Extract to read:
The Yellow-and-white bungalow in Coral Gables is much like its neighbors: unpretentious, neatly kept, with an outrageously green lawn fed by the drip-drip- drip of the South Florida weather. In the backyard, a lone man works on a new pool. In a yard so small, the cool water will practically lap at the back door. Julio Gomez urges me inside, out of the heat, so he can show off his treasures — paintings his family and friends sneaked out of Cuba. I’m curious to see them. I sneaked a few of them out myself.
That was more than 15 years ago, and I always wondered what happened to Julio. But life intervened: I moved, and then I moved again, looked after two parents with critical illnesses, got married, got distracted by other people’s stories. Though I went back and forth to Cuba repeatedly in the 1990s as a correspondent for Time magazine, I never saw Julio again. I tried to justify it to myself: Everyone I know has friends they’ve left behind and lost. But Julio was one of those people you meet as a journalist who proves to be hard to forget. He was a smart guy, caught in a modern hell. I had left him behind, and my conscience was playing head games with me. In the end, he found me — through this column.
When I met Julio in 1994, he was an orthopedic surgeon at Enrique Cabrera Teaching Hospital outside Havana, the first hospital established after the Cuban revolution. The early ’90s were horrendous in Cuba. The collapse of the Soviet Union had left the island without its main trading partner. Cubans were bone-thin, surviving on rice and beans, rum and — if you can believe my fellow reporters — the meat of household pets. The Cubans have a crazy sense of humor that helps them deal with adversity (you’ve heard about the three failures of the Cuban revolution: breakfast, lunch and dinner), but things were dire. At Julio’s hospital, supplies were in such short supply, he could perform surgery only for emergencies. He didn’t even have cotton bandages to put under children’s plaster casts. People were smuggling medicine into the country to treat loved ones. Aspirin was rationed to 20 pills a year per person.
Julio invited me to his mother’s home with one goal in mind: to get his family art collection out of the country to a brother in Miami. Most houses in Havana, at that stage, had been stripped of anything of value as families sold their treasures to survive. Theirs wasn’t a fancy house outside, but I remember marveling at the French and Italian pieces inside, as well as art by some of Cuba’s most famous names: abstracts by Amelia Peláez, arguably their greatest female artist, as well as works by Enrique Caravia y Montenegro and Servando Cabrera Moreno. To find these artworks surviving amid the deprivation of Cubans’ everyday lives was stunning. That day, Julio and his mother entrusted me with one of their cherished paintings, as well as with family photos from the 1940s and ’50s. Now, as I peruse the walls of Julio’s home in Coral Gables, I marvel at his ingenuity. The walls are covered from the floor to the ceiling with these paintings and pictures, most carted out of Cuba by me and by others. In a back bedroom are the family portraits I brought over, including his mom’s wedding photo. “It’s my dream house,” Julio says as he shows me around.

Directions:
Decide whether each statement agrees with the account of the smuggled Cuban paintings, answering yes or no and quoting the words of the account that settle it: (a) In 1994 Julio worked as an orthopedic surgeon at a hospital outside Havana. (b) Aspirin was rationed to 50 pills a year per person. (c) The writer never returned to Cuba after meeting Julio.

Provided material:
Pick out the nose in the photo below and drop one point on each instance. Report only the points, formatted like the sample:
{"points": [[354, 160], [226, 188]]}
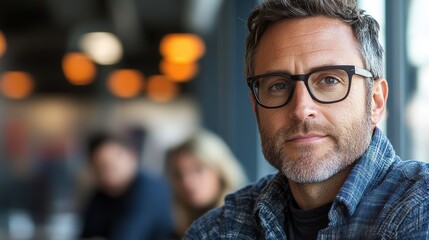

Result of this task:
(a) Yes: "he was an orthopedic surgeon at Enrique Cabrera Teaching Hospital outside Havana"
(b) No: "Aspirin was rationed to 20 pills a year per person."
(c) No: "I went back and forth to Cuba repeatedly in the 1990s as a correspondent for Time magazine"